---------- TEXT FOR ANALYSIS ----------

Scientists of Tomsk Polytechnic University jointly with colleagues from the University of Lille (Lille, France) synthetized a new material based on reduced graphene oxide (rGO) for supercapacitors, energy storage devices. The rGO modification method with the use of organic molecules, derivatives of hypervalent iodine, allowed obtaining a material that stores 1.7 times more electrical energy.

Photo: modified rGO supercapacitor electrodes. Courtesy: Tomsk University

A January 15, 2020 Tomsk Polytechnic University press release (also on EurekAlert), which originated the news item, provides more details,

A supercapacitor is an electrochemical device for storage and release of electric charge. Unlike batteries, they store and release energy several times faster and do not contain lithium.

A supercapacitor is an element with two electrodes separated by an organic or inorganic electrolyte. The electrodes are coated with an electric charge accumulating material. The modern trend in science is to use various materials based on graphene, one of the thinnest and most durable materials known to man. The researchers of TPU and the University of Lille used reduced graphene oxide (rGO), a cheap and available material.

“Despite their potential, supercapacitors are not wide-spread yet. For further development of the technology, it is required to enhance the efficiency of supercapacitors. One of the key challenges here is to increase the energy capacity.

It can be achieved by expanding the surface area of an energy storage material, rGO in this particular case. We found a simple and quite fast method. We used exceptionally organic molecules under mild conditions and did not use expensive and toxic metals,” Pavel Postnikov, Associate Professor of TPU Research School of Chemistry and Applied Biomedical Science and the research supervisor says.

Reduced graphene oxide in a powder form is deposited on electrodes. As a result, the electrode becomes coated with hundreds of nanoscale layers of the substance. The layers tend to agglomerate, in other words, to sinter. To expand the surface area of a material, the interlayer spacing should be increased.

“For this purpose, we modified rGO with organic molecules, which resulted in the interlayer spacing increase. Insignificant differences in interlayer spacing allowed increasing energy capacity of the material by 1.7 times. That is, 1 g of the new material can store 1.7 times more energy in comparison with a pristine reduced graphene oxide,” Elizaveta Sviridova, Junior Research Fellow of TPU Research School of Chemistry and Applied Biomedical Sciences and one of the authors of the article explains.

The reaction proceeded through the formation of active arynes from iodonium salts. They kindle scientists` interest due to their property to form a single layer of new organic groups on material surfaces. The TPU researchers have been developing the chemistry of iodonium salts for many years.

“The modification reaction proceeds under mild conditions by simply mixing the solution of iodonium salt with reduced graphene oxide. If we compare it with other methods of reduced graphene oxide functionalization, we have achieved the highest indicators of material energy capacity increase,” Elizaveta Sviridova says.

Here’s a link to and a citation for the paper,

Aryne cycloaddition reaction as a facile and mild modification method for design of electrode materials for high-performance symmetric supercapacitor by Elizaveta Sviridova, Min Li, Alexandre Barras, Ahmed Addad, Mekhman S.Yusubov, Viktor V. Zhdankin, Akira Yoshimura, Sabine Szunerits, Pavel S. Postnikov, Rabah Boukherroub. Electrochimica Acta Volume 369, 10 February 2021, 137667 DOI: https://doi.org/10.1016/j.electacta.2020.137667

This paper is behind a paywall.

---------- STUDY MATERIAL ----------

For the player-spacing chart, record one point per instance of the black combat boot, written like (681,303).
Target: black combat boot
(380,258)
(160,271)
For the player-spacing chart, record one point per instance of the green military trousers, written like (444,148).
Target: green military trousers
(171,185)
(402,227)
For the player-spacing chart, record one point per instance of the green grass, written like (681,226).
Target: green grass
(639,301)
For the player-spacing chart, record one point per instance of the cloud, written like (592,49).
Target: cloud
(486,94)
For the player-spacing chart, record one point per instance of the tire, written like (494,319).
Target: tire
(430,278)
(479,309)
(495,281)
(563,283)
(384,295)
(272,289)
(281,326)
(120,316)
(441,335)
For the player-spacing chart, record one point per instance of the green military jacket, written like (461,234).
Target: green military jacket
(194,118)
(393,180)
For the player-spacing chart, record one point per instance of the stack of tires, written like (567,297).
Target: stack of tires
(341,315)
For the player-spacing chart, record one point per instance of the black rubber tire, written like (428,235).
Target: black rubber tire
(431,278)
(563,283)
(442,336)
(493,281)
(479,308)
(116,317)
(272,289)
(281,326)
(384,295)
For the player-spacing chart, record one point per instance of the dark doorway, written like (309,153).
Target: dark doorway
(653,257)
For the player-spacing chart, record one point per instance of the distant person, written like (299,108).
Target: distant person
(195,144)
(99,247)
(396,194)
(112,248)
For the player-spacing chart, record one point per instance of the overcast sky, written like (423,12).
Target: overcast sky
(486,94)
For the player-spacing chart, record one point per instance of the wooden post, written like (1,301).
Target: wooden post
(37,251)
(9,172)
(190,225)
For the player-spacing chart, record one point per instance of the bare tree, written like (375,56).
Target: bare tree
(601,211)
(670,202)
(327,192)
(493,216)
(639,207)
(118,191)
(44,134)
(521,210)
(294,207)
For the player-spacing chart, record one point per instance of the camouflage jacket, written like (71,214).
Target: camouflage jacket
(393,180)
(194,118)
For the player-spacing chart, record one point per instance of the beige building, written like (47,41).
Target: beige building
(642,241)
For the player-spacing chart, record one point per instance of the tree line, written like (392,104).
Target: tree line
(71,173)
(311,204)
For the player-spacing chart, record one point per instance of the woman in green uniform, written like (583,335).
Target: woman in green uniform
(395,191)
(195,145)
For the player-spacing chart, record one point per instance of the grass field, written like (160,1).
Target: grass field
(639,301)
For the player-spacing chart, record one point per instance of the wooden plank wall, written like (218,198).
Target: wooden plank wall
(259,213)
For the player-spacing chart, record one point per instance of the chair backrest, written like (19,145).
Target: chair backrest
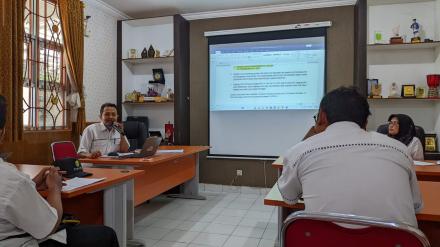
(302,229)
(420,133)
(136,134)
(63,149)
(142,119)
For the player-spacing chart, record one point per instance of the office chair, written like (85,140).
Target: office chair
(136,134)
(142,119)
(63,149)
(420,133)
(319,230)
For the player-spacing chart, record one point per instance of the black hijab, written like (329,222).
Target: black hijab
(407,129)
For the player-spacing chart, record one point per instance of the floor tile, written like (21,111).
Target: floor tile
(219,229)
(210,239)
(181,236)
(169,244)
(234,241)
(250,232)
(194,226)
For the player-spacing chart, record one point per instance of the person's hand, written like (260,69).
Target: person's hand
(40,179)
(54,180)
(95,155)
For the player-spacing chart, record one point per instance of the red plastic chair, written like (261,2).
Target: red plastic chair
(319,229)
(64,149)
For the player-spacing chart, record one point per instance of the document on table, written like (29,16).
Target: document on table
(164,151)
(423,163)
(76,182)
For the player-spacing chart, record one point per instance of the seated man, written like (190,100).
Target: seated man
(342,168)
(104,137)
(26,219)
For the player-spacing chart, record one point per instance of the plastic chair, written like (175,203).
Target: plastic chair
(63,149)
(319,229)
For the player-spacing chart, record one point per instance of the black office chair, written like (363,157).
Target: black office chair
(136,134)
(420,133)
(142,119)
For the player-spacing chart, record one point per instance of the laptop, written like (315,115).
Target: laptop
(149,148)
(72,167)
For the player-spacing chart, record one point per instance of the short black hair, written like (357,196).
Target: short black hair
(345,104)
(106,105)
(3,107)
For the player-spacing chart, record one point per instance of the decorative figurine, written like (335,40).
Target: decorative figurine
(396,39)
(433,82)
(394,91)
(416,32)
(131,53)
(157,53)
(144,53)
(376,91)
(151,51)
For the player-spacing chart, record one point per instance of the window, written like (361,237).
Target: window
(44,72)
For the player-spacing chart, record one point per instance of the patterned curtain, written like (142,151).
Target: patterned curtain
(72,16)
(11,65)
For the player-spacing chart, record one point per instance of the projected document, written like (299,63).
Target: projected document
(267,75)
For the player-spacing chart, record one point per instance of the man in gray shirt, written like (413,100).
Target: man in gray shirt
(342,168)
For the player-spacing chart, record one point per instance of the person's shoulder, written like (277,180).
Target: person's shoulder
(8,173)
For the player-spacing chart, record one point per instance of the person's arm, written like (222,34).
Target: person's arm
(27,210)
(54,183)
(85,146)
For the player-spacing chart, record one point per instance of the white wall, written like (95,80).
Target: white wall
(100,57)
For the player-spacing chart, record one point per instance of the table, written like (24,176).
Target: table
(162,172)
(104,202)
(424,173)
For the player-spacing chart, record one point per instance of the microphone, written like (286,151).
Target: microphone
(118,129)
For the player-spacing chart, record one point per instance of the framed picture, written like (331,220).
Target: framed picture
(409,91)
(158,76)
(431,143)
(370,84)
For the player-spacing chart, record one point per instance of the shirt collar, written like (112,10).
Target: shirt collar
(102,127)
(343,125)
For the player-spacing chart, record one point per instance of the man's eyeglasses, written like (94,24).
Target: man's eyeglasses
(393,123)
(315,117)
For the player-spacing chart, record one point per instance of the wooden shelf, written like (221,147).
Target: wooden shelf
(406,46)
(148,103)
(403,99)
(155,60)
(385,2)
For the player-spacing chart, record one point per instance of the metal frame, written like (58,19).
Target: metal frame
(354,220)
(54,143)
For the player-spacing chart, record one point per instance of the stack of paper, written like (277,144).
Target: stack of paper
(75,183)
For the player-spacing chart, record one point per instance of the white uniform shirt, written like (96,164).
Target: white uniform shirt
(23,210)
(415,148)
(96,137)
(348,170)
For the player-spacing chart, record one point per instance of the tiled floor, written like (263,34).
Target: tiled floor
(225,219)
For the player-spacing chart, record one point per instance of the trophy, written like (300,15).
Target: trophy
(396,39)
(433,83)
(416,32)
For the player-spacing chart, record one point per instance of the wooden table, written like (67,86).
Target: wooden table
(104,202)
(424,173)
(163,171)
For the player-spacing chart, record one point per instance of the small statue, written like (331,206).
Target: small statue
(144,53)
(151,51)
(416,32)
(396,39)
(394,91)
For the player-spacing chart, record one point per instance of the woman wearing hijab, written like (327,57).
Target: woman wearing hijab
(402,128)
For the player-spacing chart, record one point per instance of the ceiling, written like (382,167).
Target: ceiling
(153,8)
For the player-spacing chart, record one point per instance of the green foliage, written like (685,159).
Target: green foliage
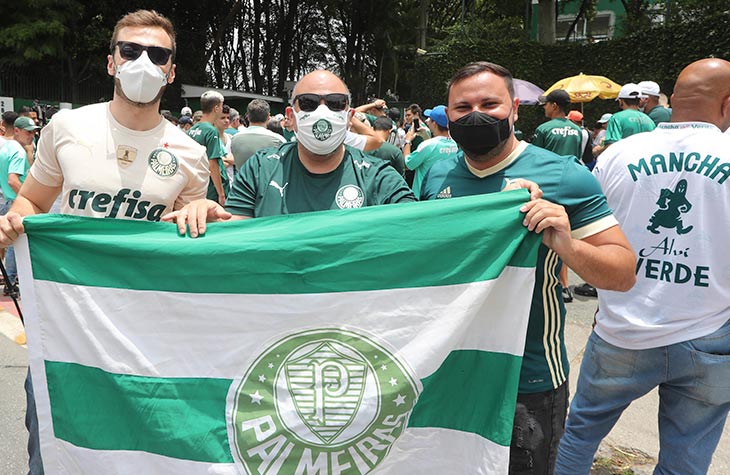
(655,53)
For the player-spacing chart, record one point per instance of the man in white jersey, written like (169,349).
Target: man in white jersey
(669,189)
(118,159)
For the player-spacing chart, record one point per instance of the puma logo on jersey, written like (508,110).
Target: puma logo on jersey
(445,193)
(279,187)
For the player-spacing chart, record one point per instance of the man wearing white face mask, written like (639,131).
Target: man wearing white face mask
(118,159)
(316,173)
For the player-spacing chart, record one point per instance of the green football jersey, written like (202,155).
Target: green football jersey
(627,123)
(660,114)
(565,181)
(274,182)
(391,154)
(560,136)
(207,135)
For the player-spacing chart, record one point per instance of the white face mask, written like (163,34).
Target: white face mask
(141,79)
(322,130)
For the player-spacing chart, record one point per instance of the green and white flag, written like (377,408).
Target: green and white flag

----------

(INSTRUCTIONS FOR THE TASK): Print the stretch of the supercapacitor article from "The reaction proceeded" through "Elizaveta Sviridova says.", word for word.

(WRITTEN RESPONSE):
The reaction proceeded through the formation of active arynes from iodonium salts. They kindle scientists` interest due to their property to form a single layer of new organic groups on material surfaces. The TPU researchers have been developing the chemistry of iodonium salts for many years.

“The modification reaction proceeds under mild conditions by simply mixing the solution of iodonium salt with reduced graphene oxide. If we compare it with other methods of reduced graphene oxide functionalization, we have achieved the highest indicators of material energy capacity increase,” Elizaveta Sviridova says.